- **WHAT YOU NEED TO DO**
A. Decide whether each statement agrees with the passage on the spiral cutting tool below. For each, answer yes or no and quote the words of the passage that decide it. (i) The depth guide assembly includes a depth guide, a threaded locking knob, and a depth guide bracket. (ii) Releasing the shaft lock pin makes it engage the motor shaft. (iii) The metal band in the second channel of the housing collar acts as a spring.
B. Copy the passage on the spiral cutting tool below word for word, from "A shaft lock" to "free rotation thereof.".

A shaft lock pin 42 is used to prevent rotation of the motor shaft when the collet nut 34 is being loosened and tightened. The shaft lock pin 42 extends through the motor housing 120 When the shaft lock pin 42 is depressed, it engages the motor shaft 28, preventing rotation of the shaft, and allowing the collet nut 30 to be loosened and tightened When the shaft lock pin 42 is released, a spring (not shown) attached to the shaft lock pin 42 causes the shaft lock pin 42 to become disengaged from the motor shaft 28, allowing free rotation thereof.
To set the depth of cut to be made by the spiral cutting tool 10, an adjustable depth guide assembly 44 is provided. The depth guide assembly 44 includes a depth guide 46, a threaded locking knob 48, and a depth guide bracket 50. The depth guide bracket 50 is attached to the cutting tool housing 12 around the location where the motor shaft 28 emerges from the housing 120 The depth guide bracket 50 may be attached to the housing 12 in various conventional manners. Preferably, the depth guide bracket 50 may be made detachable from the housing 12. A housing collar 52, which is part of and extends axially from the motor housing 12, may be provided around the motor shaft 28. The collar 52 includes a recessed channel (not shown) around an outer circumference thereof which interlocks with a protrusion on the depth guide bracket 50. To attach the depth guide bracket 50 to the collar 52, the protrusion on the depth guide bracket 50 is aligned with a notch in the collar 52, and the bracket 50 is pushed down over the collar 52 until the protrusion on the bracket 50 is located within the collar channel. The depth guide bracket 50 is then rotated around the collar 52 to lock the protrusion on the bracket 50 within the channel on the collar 52. A metal band (not shown) may be placed in a second channel in the outer circumference of the housing collar 52. This metal band has a protrusion which can be compressed, and thus acts as a spring. A hole (not shown) is provided in the depth guide bracket 50 which may be aligned with the spring protrusion from the housing collar 52. When the bracket 50 is rotated about the collar 52 to lock the protrusion on the bracket 50 within the channel in the collar 52 the protrusion on the spring is aligned with the hole in the bracket 50, causing the protrusion to spring into the hole, thereby securely locking the depth guide bracket 50, and the entire depth guide assembly 44, onto the housing collar 52 and the housing 12.

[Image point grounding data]
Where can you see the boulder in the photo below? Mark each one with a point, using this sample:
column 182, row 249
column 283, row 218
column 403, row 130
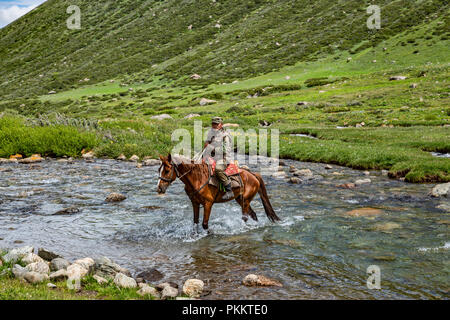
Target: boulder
column 35, row 277
column 59, row 275
column 33, row 159
column 364, row 212
column 59, row 264
column 169, row 292
column 440, row 190
column 17, row 254
column 100, row 280
column 303, row 172
column 47, row 255
column 122, row 157
column 39, row 267
column 294, row 180
column 151, row 275
column 115, row 197
column 362, row 181
column 145, row 289
column 134, row 158
column 151, row 162
column 89, row 155
column 107, row 269
column 76, row 271
column 204, row 101
column 31, row 258
column 193, row 288
column 123, row 281
column 258, row 280
column 67, row 211
column 19, row 271
column 87, row 263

- **ANSWERS FOR THE EXERCISE**
A.
(i) Yes: "The depth guide assembly 44 includes a depth guide 46, a threaded locking knob 48, and a depth guide bracket 50."
(ii) No: "When the shaft lock pin 42 is released, a spring (not shown) attached to the shaft lock pin 42 causes the shaft lock pin 42 to become disengaged from the motor shaft 28"
(iii) Yes: "This metal band has a protrusion which can be compressed, and thus acts as a spring."

B.
A shaft lock pin 42 is used to prevent rotation of the motor shaft when the collet nut 34 is being loosened and tightened. The shaft lock pin 42 extends through the motor housing 120 When the shaft lock pin 42 is depressed, it engages the motor shaft 28, preventing rotation of the shaft, and allowing the collet nut 30 to be loosened and tightened When the shaft lock pin 42 is released, a spring (not shown) attached to the shaft lock pin 42 causes the shaft lock pin 42 to become disengaged from the motor shaft 28, allowing free rotation thereof.